- _YOUR ASSIGNMENT_
Write out the following listing's lines from the one with "Target: wooden bed frame" to the one with "Target: teal mattress", exactly, with both included and no others.

- _DATA FOR THIS TASK_

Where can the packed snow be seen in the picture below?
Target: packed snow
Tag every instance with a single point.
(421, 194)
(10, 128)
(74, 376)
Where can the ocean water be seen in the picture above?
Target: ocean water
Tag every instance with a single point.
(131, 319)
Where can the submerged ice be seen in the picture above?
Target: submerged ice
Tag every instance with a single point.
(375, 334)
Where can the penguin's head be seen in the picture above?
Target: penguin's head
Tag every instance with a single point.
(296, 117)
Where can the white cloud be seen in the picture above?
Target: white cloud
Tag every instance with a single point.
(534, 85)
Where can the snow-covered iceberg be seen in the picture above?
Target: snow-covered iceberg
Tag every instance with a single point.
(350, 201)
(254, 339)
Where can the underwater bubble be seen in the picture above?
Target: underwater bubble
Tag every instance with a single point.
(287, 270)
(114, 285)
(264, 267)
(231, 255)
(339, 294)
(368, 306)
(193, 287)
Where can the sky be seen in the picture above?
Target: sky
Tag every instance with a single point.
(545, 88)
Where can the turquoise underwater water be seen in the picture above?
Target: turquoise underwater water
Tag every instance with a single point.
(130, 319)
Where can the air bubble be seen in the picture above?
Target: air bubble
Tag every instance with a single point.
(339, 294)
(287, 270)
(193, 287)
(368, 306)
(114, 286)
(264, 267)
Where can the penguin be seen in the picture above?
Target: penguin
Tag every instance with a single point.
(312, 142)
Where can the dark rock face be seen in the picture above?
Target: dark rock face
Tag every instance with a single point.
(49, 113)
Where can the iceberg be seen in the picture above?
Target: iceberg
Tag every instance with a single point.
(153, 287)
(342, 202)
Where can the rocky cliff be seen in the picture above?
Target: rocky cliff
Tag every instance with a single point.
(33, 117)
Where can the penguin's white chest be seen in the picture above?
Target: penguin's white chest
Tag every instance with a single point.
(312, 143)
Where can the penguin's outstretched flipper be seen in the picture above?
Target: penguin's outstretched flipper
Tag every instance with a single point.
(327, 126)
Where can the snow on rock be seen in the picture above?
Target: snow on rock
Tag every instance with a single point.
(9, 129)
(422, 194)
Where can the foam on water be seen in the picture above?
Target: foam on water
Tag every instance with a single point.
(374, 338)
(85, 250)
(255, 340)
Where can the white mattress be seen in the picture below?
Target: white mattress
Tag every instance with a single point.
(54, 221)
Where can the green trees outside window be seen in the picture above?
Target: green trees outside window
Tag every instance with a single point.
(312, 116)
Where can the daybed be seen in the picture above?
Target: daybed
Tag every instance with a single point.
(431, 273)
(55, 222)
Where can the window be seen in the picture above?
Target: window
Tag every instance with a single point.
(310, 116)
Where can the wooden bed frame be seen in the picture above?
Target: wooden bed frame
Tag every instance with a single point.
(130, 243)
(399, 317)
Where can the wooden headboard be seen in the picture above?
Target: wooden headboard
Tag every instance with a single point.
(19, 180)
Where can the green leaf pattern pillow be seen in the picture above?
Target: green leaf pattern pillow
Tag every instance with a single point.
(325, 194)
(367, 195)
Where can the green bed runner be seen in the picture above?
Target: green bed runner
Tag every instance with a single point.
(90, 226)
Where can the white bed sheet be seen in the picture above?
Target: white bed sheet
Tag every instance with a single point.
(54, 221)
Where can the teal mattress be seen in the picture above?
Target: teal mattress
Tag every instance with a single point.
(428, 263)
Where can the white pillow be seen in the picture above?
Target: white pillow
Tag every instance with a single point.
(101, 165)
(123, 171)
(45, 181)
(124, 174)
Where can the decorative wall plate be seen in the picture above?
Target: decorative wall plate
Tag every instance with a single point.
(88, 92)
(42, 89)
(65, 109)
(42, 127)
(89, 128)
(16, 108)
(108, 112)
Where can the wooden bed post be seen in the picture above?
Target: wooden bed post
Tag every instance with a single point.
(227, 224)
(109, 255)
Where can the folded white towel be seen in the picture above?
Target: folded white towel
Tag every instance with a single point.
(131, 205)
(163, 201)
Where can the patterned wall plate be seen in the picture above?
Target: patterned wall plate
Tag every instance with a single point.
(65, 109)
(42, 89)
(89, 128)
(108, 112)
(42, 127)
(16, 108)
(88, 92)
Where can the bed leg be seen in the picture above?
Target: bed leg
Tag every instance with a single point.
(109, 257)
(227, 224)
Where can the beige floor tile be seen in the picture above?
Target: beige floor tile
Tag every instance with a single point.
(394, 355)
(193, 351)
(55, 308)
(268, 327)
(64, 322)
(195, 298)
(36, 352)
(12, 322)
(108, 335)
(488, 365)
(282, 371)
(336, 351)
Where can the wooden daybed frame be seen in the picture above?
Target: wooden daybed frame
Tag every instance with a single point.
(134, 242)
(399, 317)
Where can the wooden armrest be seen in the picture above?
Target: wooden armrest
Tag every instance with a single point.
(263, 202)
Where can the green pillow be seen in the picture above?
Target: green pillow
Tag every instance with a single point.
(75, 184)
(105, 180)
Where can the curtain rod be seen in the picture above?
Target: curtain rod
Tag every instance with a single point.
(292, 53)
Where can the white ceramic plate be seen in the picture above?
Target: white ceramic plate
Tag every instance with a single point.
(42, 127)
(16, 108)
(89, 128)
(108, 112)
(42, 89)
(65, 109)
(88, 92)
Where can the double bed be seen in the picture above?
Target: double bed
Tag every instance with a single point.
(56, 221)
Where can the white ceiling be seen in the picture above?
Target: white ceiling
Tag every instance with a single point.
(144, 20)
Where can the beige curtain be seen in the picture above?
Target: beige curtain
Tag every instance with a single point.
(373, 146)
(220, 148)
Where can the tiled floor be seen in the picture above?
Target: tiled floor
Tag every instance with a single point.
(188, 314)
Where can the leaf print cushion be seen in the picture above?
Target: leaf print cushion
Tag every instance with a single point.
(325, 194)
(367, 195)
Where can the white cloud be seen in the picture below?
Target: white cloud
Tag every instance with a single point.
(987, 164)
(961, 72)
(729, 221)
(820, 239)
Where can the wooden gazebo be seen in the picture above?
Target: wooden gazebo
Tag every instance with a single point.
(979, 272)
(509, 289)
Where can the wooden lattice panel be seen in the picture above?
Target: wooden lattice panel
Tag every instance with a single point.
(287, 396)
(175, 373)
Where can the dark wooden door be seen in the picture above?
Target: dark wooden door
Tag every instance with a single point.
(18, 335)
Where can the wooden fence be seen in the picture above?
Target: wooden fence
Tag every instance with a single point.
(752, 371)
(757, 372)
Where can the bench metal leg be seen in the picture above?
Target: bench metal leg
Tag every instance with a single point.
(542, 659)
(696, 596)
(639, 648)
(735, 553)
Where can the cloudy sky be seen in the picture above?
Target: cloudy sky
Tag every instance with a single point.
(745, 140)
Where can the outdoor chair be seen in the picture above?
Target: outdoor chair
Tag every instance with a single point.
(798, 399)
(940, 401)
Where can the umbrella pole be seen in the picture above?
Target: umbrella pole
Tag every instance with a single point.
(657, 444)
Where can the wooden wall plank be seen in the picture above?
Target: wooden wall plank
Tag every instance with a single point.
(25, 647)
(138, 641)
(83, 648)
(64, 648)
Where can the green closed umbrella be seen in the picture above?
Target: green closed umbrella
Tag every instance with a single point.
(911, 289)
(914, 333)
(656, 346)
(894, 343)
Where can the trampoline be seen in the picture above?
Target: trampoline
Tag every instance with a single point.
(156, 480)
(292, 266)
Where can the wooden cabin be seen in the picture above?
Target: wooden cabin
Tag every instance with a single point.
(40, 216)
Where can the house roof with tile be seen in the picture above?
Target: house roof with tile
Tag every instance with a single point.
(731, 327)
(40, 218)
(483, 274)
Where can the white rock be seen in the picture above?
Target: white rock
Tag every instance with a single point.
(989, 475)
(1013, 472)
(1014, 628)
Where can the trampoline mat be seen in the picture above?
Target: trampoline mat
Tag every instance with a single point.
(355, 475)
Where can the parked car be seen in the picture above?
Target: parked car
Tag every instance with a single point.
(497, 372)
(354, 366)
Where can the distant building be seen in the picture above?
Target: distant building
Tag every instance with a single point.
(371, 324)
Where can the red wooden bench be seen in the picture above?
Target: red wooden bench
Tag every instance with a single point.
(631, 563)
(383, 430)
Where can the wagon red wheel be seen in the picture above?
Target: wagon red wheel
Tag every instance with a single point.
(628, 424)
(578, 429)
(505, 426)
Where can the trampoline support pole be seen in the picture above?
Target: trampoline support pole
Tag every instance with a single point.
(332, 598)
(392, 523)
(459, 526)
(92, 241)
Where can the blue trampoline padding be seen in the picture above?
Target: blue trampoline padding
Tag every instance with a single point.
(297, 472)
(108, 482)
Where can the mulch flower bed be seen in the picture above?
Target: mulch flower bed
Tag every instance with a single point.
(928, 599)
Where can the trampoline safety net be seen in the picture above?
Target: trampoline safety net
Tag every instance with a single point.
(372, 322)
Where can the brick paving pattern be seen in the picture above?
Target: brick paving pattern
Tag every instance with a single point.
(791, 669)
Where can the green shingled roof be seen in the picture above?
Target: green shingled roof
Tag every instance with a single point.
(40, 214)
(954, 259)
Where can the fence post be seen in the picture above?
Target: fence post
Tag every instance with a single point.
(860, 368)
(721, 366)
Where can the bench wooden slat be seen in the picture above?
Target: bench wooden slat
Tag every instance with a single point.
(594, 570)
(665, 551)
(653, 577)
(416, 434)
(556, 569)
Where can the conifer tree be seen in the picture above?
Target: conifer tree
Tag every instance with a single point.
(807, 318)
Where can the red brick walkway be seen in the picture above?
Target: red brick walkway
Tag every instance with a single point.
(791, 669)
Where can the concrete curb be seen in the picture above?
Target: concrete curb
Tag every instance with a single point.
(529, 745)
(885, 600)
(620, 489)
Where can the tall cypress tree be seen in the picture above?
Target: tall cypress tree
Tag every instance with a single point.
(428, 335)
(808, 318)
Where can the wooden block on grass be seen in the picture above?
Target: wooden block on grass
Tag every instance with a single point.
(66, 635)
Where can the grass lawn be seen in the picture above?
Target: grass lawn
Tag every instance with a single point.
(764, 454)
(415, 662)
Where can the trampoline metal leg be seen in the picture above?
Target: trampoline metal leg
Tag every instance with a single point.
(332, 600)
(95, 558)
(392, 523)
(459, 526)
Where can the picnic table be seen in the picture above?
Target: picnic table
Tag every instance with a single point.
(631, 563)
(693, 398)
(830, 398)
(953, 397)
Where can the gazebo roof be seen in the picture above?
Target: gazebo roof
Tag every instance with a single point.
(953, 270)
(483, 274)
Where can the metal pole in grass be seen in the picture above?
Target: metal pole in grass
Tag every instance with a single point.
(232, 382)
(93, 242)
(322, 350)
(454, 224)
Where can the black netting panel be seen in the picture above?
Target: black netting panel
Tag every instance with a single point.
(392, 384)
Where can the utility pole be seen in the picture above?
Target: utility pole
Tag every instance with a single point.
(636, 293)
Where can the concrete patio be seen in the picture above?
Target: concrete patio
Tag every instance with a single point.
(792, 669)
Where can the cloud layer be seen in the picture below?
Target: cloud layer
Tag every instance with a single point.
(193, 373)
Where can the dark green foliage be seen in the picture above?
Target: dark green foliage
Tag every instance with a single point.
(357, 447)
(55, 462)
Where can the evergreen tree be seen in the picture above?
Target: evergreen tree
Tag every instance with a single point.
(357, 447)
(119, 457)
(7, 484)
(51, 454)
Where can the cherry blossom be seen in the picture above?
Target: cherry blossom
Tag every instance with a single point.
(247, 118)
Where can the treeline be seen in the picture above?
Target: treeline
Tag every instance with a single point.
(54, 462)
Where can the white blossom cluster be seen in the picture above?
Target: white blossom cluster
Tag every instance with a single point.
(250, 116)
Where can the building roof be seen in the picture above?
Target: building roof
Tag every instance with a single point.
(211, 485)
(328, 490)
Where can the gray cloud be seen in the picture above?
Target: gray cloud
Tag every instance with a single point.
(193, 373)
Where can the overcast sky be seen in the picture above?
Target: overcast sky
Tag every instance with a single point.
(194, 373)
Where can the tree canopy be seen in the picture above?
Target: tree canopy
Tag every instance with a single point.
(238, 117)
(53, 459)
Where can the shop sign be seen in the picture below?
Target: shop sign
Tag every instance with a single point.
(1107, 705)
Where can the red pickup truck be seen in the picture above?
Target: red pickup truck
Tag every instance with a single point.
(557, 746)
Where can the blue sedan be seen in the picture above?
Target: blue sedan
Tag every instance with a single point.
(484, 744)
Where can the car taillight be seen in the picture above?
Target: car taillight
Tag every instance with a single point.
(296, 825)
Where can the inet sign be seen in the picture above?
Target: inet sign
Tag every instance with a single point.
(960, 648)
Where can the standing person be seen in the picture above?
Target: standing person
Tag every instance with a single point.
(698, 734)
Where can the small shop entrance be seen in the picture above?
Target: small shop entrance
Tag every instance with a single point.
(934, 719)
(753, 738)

- _SOLUTION TO THIS PROBLEM_
Target: wooden bed frame
Tag every instance with a single point.
(130, 243)
(399, 317)
Where can the wooden headboard be seen in the picture above?
Target: wooden headboard
Tag every instance with a single point.
(19, 180)
Where can the green leaf pattern pillow be seen in the picture above?
Target: green leaf pattern pillow
Tag every instance with a single point.
(325, 194)
(367, 195)
Where can the green bed runner be seen in the picture above?
Target: green bed runner
Tag every instance with a single point.
(90, 226)
Where can the white bed sheet be seen in the picture above?
Target: white bed sheet
Tag every instance with a single point.
(54, 221)
Where can the teal mattress be seen in the picture above?
Target: teal mattress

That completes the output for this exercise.